## REQUEST
Rewrite the entries from the start of the records to the line with "xmin=188 ymin=285 xmax=255 ymax=353", replacing "black car" with "gray car" and keeping everything else the same. Leave the pictures out of your answer.

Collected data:
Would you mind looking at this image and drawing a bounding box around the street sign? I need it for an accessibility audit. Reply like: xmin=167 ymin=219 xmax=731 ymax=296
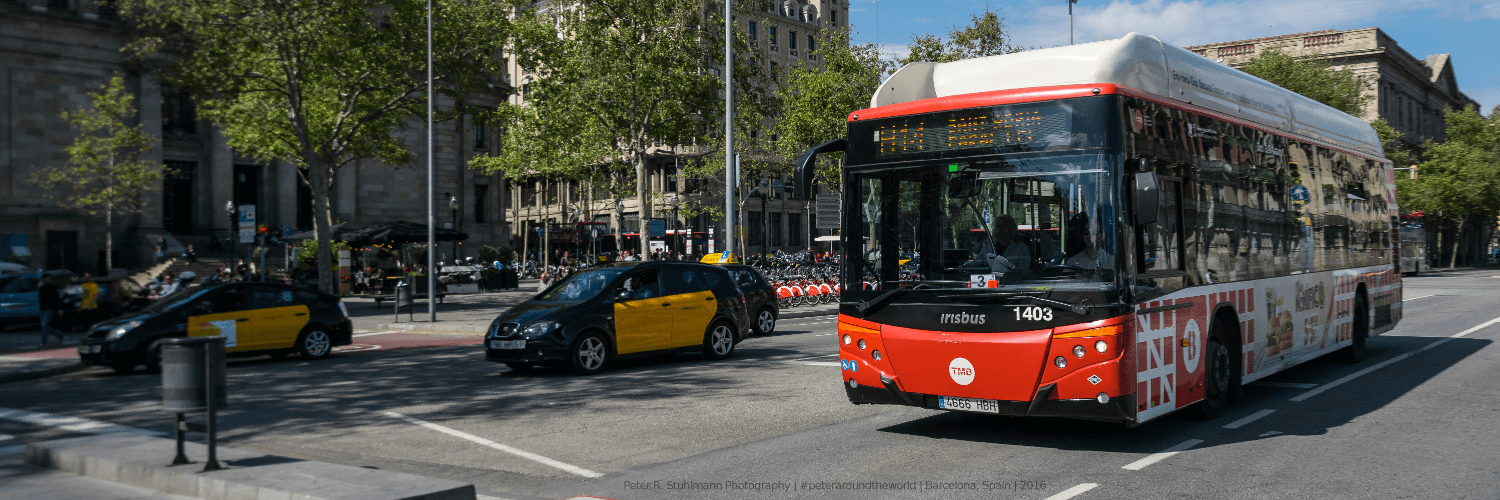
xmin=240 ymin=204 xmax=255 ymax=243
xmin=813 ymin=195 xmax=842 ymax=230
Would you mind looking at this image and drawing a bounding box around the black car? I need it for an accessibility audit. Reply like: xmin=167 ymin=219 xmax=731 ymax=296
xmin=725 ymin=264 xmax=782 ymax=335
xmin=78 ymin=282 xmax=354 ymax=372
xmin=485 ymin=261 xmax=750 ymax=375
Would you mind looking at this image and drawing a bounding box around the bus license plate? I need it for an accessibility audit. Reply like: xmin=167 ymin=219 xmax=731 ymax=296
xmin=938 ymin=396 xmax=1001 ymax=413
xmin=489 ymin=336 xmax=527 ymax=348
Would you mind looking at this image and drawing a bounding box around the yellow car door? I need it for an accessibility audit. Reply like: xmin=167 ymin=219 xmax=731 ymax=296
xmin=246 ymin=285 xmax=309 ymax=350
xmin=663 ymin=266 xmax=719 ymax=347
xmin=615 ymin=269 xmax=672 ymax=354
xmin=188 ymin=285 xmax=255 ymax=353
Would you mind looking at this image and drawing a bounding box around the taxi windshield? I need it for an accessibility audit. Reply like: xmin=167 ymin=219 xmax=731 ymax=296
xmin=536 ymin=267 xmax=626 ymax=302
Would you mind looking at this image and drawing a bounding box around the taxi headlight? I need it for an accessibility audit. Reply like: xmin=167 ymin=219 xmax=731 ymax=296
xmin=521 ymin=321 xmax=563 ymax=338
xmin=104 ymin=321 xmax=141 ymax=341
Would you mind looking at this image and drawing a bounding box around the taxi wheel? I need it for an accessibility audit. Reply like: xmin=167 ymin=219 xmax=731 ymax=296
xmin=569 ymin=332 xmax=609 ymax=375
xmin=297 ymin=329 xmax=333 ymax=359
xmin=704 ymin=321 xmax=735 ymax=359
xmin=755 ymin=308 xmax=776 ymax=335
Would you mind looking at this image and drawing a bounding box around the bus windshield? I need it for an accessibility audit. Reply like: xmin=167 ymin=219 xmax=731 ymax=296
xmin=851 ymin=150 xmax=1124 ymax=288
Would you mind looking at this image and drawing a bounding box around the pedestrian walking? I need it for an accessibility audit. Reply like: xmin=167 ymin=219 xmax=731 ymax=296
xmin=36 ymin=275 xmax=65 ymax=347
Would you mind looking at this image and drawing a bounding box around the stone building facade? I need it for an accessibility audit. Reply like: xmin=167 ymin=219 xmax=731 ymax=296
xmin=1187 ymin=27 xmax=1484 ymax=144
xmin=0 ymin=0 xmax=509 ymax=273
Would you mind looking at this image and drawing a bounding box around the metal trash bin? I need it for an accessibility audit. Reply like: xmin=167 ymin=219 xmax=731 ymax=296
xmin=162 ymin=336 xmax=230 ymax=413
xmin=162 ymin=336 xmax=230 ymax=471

## FINAL RESULT
Would you mind looking at this image and drawing a bounding box around the street sign? I need it for an accessibility audit. Reply like: xmin=167 ymin=219 xmax=731 ymax=296
xmin=240 ymin=204 xmax=255 ymax=243
xmin=813 ymin=195 xmax=842 ymax=230
Would you mind looking at this image and drawing a bounding box around the gray car? I need it for an accessibility audit. Reply like: xmin=167 ymin=219 xmax=731 ymax=296
xmin=725 ymin=264 xmax=782 ymax=335
xmin=78 ymin=282 xmax=354 ymax=372
xmin=485 ymin=261 xmax=750 ymax=375
Would you mind looking at this image and drawing a bounding box around the bus license plate? I need it for an accessibility audit. Reply like: xmin=167 ymin=219 xmax=731 ymax=296
xmin=938 ymin=396 xmax=1001 ymax=413
xmin=489 ymin=336 xmax=527 ymax=348
Would you mind looking at this image and drawing a bounding box around the yellow car door? I need it for an accessibility audit. Reply like: xmin=167 ymin=219 xmax=731 ymax=296
xmin=246 ymin=285 xmax=309 ymax=350
xmin=663 ymin=266 xmax=719 ymax=347
xmin=615 ymin=269 xmax=672 ymax=354
xmin=188 ymin=285 xmax=255 ymax=353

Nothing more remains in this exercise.